#### [Extrait à lire]
Un pèlerinage fut organisé vers la chapelle de Saint-Guy à Saverne, où des chaussures rouges bénies furent distribuées aux malades, censées apaiser le saint supposé responsable de leur mal. Une chronique rapporte que "plusieurs retrouvèrent la paix après avoir prié sous les voûtes de la grotte". Pourtant, les séquelles physiques – pieds meurtris, corps épuisés – et psychologiques marquèrent les survivants, tandis que la ville restait hantée par cette inexplicable hystérie.
Un bilan humain incertain et des victimes oubliées
Le nombre exact de victimes reste un mystère, les sources contemporaines se contredisant. Certaines chroniques tardives, souvent sensationnalistes, évoquent jusqu’à "quinze morts par jour" à l’apogée de l’épidémie, soit plusieurs centaines de décès. Cependant, les archives municipales, plus sobres, ne mentionnent aucun décès précis, mais documentent cinq cas spécifiques : le fils d’un instituteur, la femme d’un journalier, le fils d’un valet, la fille d’un mendiant et un autre "pauvre compagnon". Ces témoignages, issus de demandes d’aide financière des familles, suggèrent un impact limité mais profondément traumatisant.

#### [Données fournies]

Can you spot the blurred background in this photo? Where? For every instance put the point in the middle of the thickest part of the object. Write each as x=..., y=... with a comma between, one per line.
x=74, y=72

#### [Activité]
Reprenez l'extrait sur l'épidémie juste après sa dernière phrase. Les lignes ne sont pas nécessaires.

#### [Résultat]
Les récits décrivent des scènes déchirantes : un journalier raconte sa femme "sautant en rythme, comme folle, suivant les musiciens jusqu’à l’épuisement". Les danseurs, souvent issus des classes populaires, étaient des figures marginales : femmes opprimées, hommes brisés par la misère. Leur transe, loin d’être une fête, était une agonie publique, leurs corps trempés de sueur s’effondrant sous les regards terrifiés. Les chiffres de 400 à 2 000 danseurs, avancés par des sources ultérieures, semblent exagérés.
L’absence de registres mortuaires précis alimente le débat. Était-ce une épidémie mortelle ou une crise amplifiée par la rumeur ? Les corps, s’ils succombèrent, furent sans doute ensevelis sans cérémonie, dans une ville où la mort était banale. Les survivants, eux, portaient les stigmates de cette danse macabre : membres brisés, esprits hantés par une transe qu’ils ne comprenaient pas.
Les causes : entre science, foi et désespoir
Pourquoi Strasbourg s’embrasa-t-elle ainsi ? L’hypothèse de l’ergotisme, intoxication par un champignon du seigle (Claviceps purpurea), est souvent avancée. Ce parasite, provoquant convulsions et hallucinations, aurait pu contaminer le pain, aliment de base des pauvres. Pourtant, les symptômes décrits – une danse coordonnée, sans délire collectif – ne correspondent qu’imparfaitement à l’ergotisme, qui cause davantage de spasmes désordonnés. Les archives ne mentionnent pas non plus de consommation anormale de seigle avarié à l’été 1518.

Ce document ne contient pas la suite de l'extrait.